2_ Nous sommes mercredi 25 septembre 2024. Quelle journée ! Nous sommes ici en cette place de Manosque à quelques mètres de la maison de Giono sur la rue Grande, c’est un beau jour et un jour anniversaire, celui de l’inventeur du « plus petit timbre-poste au monde, celui de Yoknapatawpha. Vous avez parlé de William Faulkner. Ce génie est en effet né le 25 septembre, 1897. Il est tombé de cheval et mort un jour étrange à quelques heures de celui de la naissance de Khadidja, la mère de Fajr (Aube), et qu’il aurait pu rencontrer. 

 

3_ Monsieur Kamel Daoud, vous êtes journaliste et écrivain. Je ne vais pas jouer les rabat-joie, mais je tiens à dire ce qui suit. Beaucoup parmi nous qui apprécions l’écrivain et l’auteur d’exquises rubriques dans le Quotidien d’Oran (à propos, pourquoi n’évoquez-vous jamais le défunt Si Moussa votre premier employeur, le directeur de Détective ? mais passons) Beaucoup parmi nous ne comprennent plus votre engagement de plus en plus marqué par l’incompréhensible. Beaucoup voient de moins en moins l’écrivain, de plus en plus le polémiste. Des Algériens parlent « d’interventions intempestives » et pardonnez-moi « d’outrances ». La confusion et le malentendu se sont installés.

## Consigne
Pourriez-vous poursuivre le texte adressé à Kamel Daoud à partir de sa dernière phrase ?

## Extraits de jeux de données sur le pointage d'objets

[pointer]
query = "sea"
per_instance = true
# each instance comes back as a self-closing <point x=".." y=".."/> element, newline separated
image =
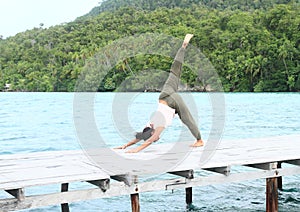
<point x="41" y="122"/>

## Réponse
4_ Nombre de journalistes français ne s’y trompent pas qui, lorsqu’ils reçoivent par exemple Le Clezio, Modiano, Caryl Ferey (Mapuch) ou même la très populaire Annie Ernaux, ils les interrogent beaucoup sur leur écriture, la littérature, la description des personnages, des lieux, le programme narratif… mais lorsqu’ils ont en face d’eux des Algériens, ils les interrogent sur la politique, l’islamisme, le pouvoir, les guerres, les femmes (les voilées, pas celles qui résistent)… C’est là que le réel s’est substitué à la fiction. On bascule du roman au réel. On bascule des Lettres de Gallimard aux potins de C. News et du Point. Alors comment reprocher aux lecteurs d’amalgamer littérature et réalité ?

Il y a les Algériens au bled. Mais il y a les Algériens et les franco-algériens qui vivent ici, qui vous lisent ici. Et ce que vous dites ici ce que vous écrivez ici, notamment dans un hebdomadaire un peu chelou comme on dit.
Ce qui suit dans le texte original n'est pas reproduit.